Problem requirements: Switch "innermost point" to "central point" in every one of the entries below, and leave everything else as it is.

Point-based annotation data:
- - - -

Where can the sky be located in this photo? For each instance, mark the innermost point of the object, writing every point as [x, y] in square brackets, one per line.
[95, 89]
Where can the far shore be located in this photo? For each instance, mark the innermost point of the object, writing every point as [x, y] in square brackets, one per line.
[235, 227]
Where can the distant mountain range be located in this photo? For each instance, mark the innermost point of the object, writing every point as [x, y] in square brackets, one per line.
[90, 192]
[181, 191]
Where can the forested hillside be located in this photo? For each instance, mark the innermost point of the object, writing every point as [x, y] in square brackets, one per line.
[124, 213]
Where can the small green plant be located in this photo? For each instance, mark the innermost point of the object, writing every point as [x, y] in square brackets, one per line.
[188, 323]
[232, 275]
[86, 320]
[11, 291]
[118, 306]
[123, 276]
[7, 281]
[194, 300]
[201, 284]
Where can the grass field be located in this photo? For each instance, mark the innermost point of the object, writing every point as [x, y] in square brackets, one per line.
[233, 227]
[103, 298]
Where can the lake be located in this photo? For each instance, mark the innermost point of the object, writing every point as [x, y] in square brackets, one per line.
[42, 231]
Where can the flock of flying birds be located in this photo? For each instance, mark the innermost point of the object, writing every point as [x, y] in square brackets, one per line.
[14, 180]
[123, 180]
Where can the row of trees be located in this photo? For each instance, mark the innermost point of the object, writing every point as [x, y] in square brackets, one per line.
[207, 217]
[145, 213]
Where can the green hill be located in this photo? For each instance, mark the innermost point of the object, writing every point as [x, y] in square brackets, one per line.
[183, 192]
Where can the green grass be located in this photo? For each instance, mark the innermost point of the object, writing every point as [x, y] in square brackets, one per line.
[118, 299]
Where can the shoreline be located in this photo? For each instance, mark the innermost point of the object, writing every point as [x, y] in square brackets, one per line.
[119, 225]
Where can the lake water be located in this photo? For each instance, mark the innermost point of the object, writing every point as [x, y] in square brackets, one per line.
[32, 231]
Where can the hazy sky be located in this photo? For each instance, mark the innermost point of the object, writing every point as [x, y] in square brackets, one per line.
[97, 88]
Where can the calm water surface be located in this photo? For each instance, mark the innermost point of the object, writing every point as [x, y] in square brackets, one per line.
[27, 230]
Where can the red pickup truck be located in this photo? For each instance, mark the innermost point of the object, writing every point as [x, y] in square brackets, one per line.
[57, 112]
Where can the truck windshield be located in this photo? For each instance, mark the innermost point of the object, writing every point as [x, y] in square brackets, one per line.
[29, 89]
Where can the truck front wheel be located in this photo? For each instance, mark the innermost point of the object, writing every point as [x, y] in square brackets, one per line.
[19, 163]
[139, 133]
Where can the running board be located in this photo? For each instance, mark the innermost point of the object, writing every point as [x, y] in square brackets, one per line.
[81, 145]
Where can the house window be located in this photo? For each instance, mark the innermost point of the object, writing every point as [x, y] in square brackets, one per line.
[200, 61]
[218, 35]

- - - -

Answer:
Where can the sky be located in this photo? For each instance, mark the central point of the object, writing every point as [x, y] in square brackets, one per line.
[95, 89]
Where can the far shore be located in this photo? For each instance, mark the central point of the object, writing every point as [x, y] in square brackets, one per line.
[235, 227]
Where can the distant mountain range be located in this photo? For each instance, mark the central point of the object, writing every point as [x, y] in square brackets, one per line.
[90, 192]
[181, 191]
Where can the forested hillside be located in this photo? For each instance, mark the central point of the object, writing every point as [x, y] in square brackets, one per line.
[124, 213]
Where can the small green plant be located in this photo? For each instance, mark the central point of the object, writing every point as [x, y] in square brackets, one per line.
[188, 323]
[232, 275]
[86, 320]
[11, 291]
[118, 306]
[123, 276]
[7, 281]
[194, 300]
[201, 284]
Where can the grass field be located in this photo? For each instance, mark the central point of the object, writing every point as [x, y] in square brackets, one per line.
[233, 227]
[103, 298]
Where can the lake be located in this photo? For each instance, mark the central point of the object, writing every point as [x, y] in square brackets, one per line.
[42, 231]
Where can the flock of flying birds be located in this photo? For each instance, mark the central point of the object, writing every point as [x, y] in square brackets, one per line.
[14, 180]
[123, 180]
Where can the row of trees be located in this photo? For each instance, mark the central point of the object, writing every point as [x, y] in square brackets, one per line.
[207, 217]
[145, 213]
Where can the green hill be located in this photo? For each instance, mark the central point of the object, writing every point as [x, y] in square brackets, one per line.
[183, 192]
Where can the green grass be located in this photo? For each instance, mark the central point of the object, writing every point as [x, y] in square brackets, one per line.
[118, 299]
Where can the shoreline be located in this photo? For each instance, mark the central point of the object, writing every point as [x, y] in square brackets, one per line.
[119, 225]
Where can the lake water be located in this photo? For each instance, mark the central point of the object, writing every point as [x, y] in square brackets, one per line.
[32, 231]
Where can the hazy sky be located in this photo? For each instance, mark the central point of the object, writing every point as [x, y] in square brackets, one per line.
[97, 88]
Where can the calm water surface be located in this photo? For each instance, mark the central point of the object, writing every point as [x, y] in square brackets, one per line.
[27, 230]
Where can the red pickup truck be located in this photo? For each instance, mark the central point of the object, writing every point as [x, y] in square brackets, one per line.
[57, 112]
Where can the truck windshield be located in this photo? For each instance, mark the central point of the object, writing every point as [x, y] in square brackets, one per line.
[29, 89]
Where can the truck front wheel be located in this photo? For each instance, mark the central point of the object, writing every point as [x, y] in square brackets, one per line.
[19, 163]
[139, 133]
Where can the running board be located in this photo? For each instance, mark the central point of the object, writing every point as [x, y] in square brackets, one per line.
[81, 145]
Where can the house window be located in this photo? For each instance, mark the central point of the object, writing every point as [x, y] in square brackets, one per line.
[200, 61]
[218, 35]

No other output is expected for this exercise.